Directions:
Copy the passage about the Priest and the suitcase below word for word, keeping every line break and mark of punctuation.

Text:

*****

The "Priest," they called him. "Fight
tuberculosis, folks."
People hurried by, gray shadows on a distant
wall.
It was getting late and no money to score.
He turned into a side street and the lake wind
hit him like a knife.
Cab stop just ahead under a streetlight.
Boy got out with a suitcase. Thin kid in prep
school clothes,
familiar face, the Priest told himself, watching
from the doorway.
"Remindsme of something a long time ago." The
boy, there, with his overcoat
unbuttoned, reaching into his pants pocket for
the cab fare.
The cab drove away and turned the corner. The boy
went inside
a building. "Hmm, yes, maybe" - the suitcase was
there in the doorway.
The boy nowhere in sight. Gone to get the keys,
most likely,
have to move fast. He picked up the suitcase and
started for the corner.

*****

Source information:
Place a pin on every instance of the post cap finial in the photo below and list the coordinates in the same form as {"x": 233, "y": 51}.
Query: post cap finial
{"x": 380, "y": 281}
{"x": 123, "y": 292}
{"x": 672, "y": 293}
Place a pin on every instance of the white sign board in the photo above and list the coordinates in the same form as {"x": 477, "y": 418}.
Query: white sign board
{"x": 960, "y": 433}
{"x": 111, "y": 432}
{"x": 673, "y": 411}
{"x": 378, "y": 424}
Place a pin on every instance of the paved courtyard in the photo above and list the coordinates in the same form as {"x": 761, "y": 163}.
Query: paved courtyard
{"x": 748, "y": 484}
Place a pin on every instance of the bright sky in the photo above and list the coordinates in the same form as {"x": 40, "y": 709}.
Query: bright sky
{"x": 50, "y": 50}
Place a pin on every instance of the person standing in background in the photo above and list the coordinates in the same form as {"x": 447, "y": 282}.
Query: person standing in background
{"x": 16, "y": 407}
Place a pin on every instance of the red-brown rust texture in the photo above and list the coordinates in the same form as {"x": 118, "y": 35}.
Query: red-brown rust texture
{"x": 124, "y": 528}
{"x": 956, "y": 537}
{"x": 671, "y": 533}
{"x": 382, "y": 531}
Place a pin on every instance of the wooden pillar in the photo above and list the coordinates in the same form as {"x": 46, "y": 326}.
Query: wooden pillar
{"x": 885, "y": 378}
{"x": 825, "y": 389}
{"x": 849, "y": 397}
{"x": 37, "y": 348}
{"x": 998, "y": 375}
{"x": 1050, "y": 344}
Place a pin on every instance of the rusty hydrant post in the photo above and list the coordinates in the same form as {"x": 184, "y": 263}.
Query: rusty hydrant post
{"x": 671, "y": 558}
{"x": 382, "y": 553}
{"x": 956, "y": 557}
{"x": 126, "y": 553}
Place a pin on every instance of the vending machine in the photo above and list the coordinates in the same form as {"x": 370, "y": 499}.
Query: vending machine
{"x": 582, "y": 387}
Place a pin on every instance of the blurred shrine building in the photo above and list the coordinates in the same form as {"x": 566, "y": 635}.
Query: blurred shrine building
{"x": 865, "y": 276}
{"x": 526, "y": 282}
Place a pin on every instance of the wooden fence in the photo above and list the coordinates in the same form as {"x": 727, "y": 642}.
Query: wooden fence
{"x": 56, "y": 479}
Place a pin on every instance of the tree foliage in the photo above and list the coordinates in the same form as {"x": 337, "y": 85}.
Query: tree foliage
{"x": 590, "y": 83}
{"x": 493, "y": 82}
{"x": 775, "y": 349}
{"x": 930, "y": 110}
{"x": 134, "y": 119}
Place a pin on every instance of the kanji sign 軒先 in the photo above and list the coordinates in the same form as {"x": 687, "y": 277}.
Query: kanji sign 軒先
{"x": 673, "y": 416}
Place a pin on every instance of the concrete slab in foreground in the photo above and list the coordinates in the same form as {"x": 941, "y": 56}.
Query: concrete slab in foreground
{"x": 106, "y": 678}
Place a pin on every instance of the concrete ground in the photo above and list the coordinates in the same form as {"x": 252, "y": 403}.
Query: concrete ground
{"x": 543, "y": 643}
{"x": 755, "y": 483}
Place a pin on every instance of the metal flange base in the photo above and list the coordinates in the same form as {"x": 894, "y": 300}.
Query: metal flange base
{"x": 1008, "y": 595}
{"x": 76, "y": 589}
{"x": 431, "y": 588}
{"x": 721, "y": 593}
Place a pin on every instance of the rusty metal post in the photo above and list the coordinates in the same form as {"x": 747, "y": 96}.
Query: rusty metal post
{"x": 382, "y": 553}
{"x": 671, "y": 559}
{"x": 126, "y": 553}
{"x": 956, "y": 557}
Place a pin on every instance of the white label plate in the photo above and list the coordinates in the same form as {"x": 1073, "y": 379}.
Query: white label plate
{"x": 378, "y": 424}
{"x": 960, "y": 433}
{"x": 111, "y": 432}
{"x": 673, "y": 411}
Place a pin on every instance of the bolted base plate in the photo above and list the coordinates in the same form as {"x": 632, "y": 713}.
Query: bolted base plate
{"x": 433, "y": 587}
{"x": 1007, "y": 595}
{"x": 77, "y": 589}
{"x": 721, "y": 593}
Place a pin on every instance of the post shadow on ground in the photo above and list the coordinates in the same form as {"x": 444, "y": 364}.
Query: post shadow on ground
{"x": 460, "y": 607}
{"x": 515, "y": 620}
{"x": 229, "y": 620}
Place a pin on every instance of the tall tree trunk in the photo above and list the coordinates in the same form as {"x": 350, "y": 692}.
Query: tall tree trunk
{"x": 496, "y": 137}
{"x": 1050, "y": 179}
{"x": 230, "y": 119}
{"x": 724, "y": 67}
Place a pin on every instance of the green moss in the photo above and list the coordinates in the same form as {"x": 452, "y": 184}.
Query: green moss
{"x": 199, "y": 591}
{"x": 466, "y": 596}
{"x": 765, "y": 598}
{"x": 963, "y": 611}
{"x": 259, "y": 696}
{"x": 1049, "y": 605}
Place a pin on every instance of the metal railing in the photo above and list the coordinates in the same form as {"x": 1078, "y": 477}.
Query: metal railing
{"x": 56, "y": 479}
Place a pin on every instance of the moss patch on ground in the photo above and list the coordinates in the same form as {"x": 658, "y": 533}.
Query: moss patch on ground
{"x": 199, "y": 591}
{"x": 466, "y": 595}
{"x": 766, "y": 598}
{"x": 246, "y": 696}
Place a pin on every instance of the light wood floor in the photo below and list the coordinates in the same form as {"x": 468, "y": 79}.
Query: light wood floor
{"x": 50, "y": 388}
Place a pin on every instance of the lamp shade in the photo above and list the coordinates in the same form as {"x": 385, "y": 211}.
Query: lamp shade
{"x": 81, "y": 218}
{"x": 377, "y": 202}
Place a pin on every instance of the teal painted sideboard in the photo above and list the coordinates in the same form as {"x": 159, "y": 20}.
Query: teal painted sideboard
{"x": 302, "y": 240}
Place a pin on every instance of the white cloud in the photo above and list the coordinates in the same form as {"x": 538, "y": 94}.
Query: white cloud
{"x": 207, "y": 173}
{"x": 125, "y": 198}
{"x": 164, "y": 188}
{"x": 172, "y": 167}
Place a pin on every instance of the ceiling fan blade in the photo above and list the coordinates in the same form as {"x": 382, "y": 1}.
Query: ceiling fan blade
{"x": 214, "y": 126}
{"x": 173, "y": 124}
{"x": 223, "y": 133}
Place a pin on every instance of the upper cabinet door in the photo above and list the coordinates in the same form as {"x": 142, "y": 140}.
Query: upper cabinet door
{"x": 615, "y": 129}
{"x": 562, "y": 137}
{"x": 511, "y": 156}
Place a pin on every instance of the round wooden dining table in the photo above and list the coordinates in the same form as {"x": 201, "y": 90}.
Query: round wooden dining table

*****

Answer space:
The "Priest," they called him. "Fight
tuberculosis, folks."
People hurried by, gray shadows on a distant
wall.
It was getting late and no money to score.
He turned into a side street and the lake wind
hit him like a knife.
Cab stop just ahead under a streetlight.
Boy got out with a suitcase. Thin kid in prep
school clothes,
familiar face, the Priest told himself, watching
from the doorway.
"Remindsme of something a long time ago." The
boy, there, with his overcoat
unbuttoned, reaching into his pants pocket for
the cab fare.
The cab drove away and turned the corner. The boy
went inside
a building. "Hmm, yes, maybe" - the suitcase was
there in the doorway.
The boy nowhere in sight. Gone to get the keys,
most likely,
have to move fast. He picked up the suitcase and
started for the corner.